本文抜粋:
____________

マズロー心理学における最重要キーワードの一つである「ユーサイキア」という単語。
この言葉は、自己実現を超えた先にある超越というステージにおいて特に大切になってくる言葉です。
今回は、この「ユーサイキア」という言葉の意味を、実際のマズロー著書の原文を引用しながら紐解いていきましょう。
1.ユーサイキアとは
まずはじめに結論から言うと、「ユーサイキア」とは「優心社会」とも訳される、マズローが理想的な社会とする、ある種の心理学的なユートピアのような桃源郷のことです。
ちなみに、ユーサイキアという言葉はマズローがつくった造語なのですが、その由来は「よい心の状態」というもので、下記のような語源をもっています。
「eu=よい」+「psyche=心、魂」+「-ia=場所、祭典」=「Eupsychia」

____________

提供資料:
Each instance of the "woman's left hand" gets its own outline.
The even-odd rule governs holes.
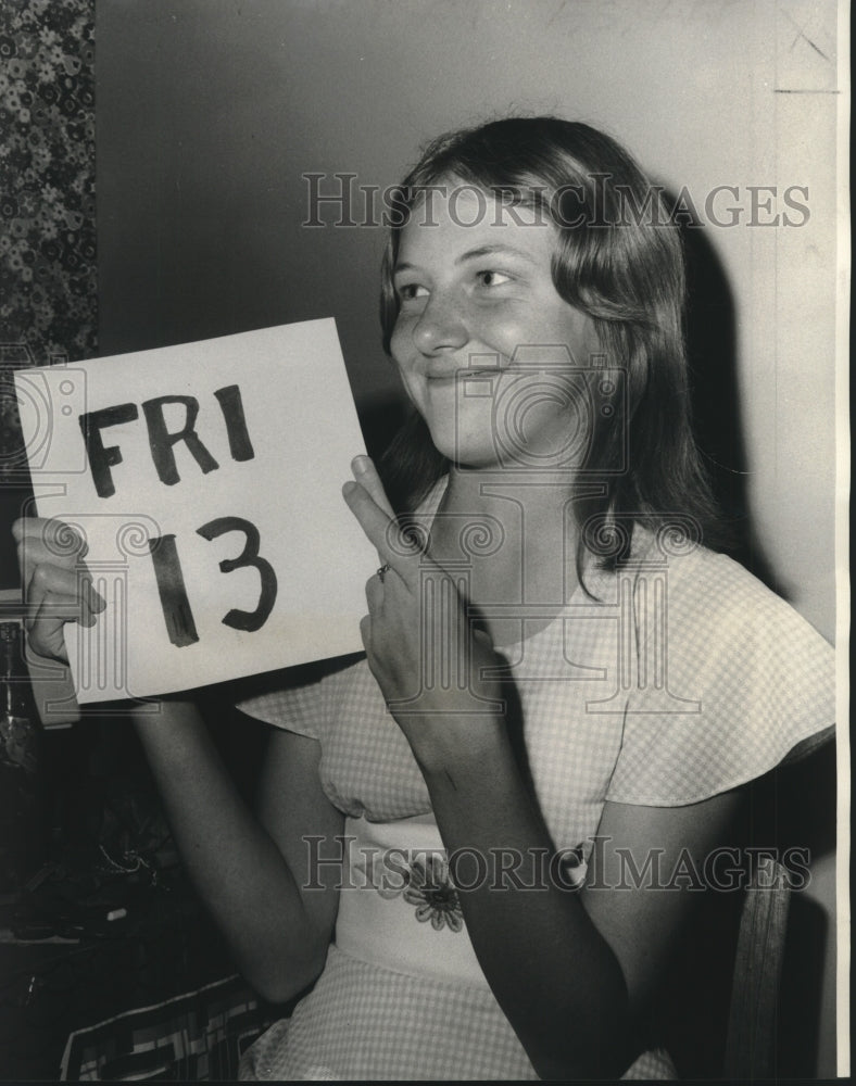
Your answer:
[[[453,578],[403,535],[372,460],[352,466],[342,493],[389,567],[366,583],[372,673],[423,769],[478,757],[504,732],[501,687],[484,673],[506,661],[474,629]]]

____________

必要な作業:
(1) ユーサイキアの解説文のうち、「マズロー心理学における最重要キーワードの一つである「ユーサイキア」という単語。」の語を含むところから始めて「のような語源をもっています。」で終わる部分を、「桃源郷」を「理想郷」に置き換えて書き直してください。
(2) ユーサイキアの解説文によると、「ユーサイキア」という語が「よい心の状態」を由来とするのはなぜですか。語源に沿って説明してください。
この資料は使わなくても差し支えありません。

順番どおりの結果:
(1)
マズロー心理学における最重要キーワードの一つである「ユーサイキア」という単語。
この言葉は、自己実現を超えた先にある超越というステージにおいて特に大切になってくる言葉です。
今回は、この「ユーサイキア」という言葉の意味を、実際のマズロー著書の原文を引用しながら紐解いていきましょう。
1.ユーサイキアとは
まずはじめに結論から言うと、「ユーサイキア」とは「優心社会」とも訳される、マズローが理想的な社会とする、ある種の心理学的なユートピアのような理想郷のことです。
ちなみに、ユーサイキアという言葉はマズローがつくった造語なのですが、その由来は「よい心の状態」というもので、下記のような語源をもっています。

(2) 「ユーサイキア」はマズローがつくった造語で、「eu=よい」「psyche=心、魂」「-ia=場所、祭典」を組み合わせた「Eupsychia」という語源をもつからです。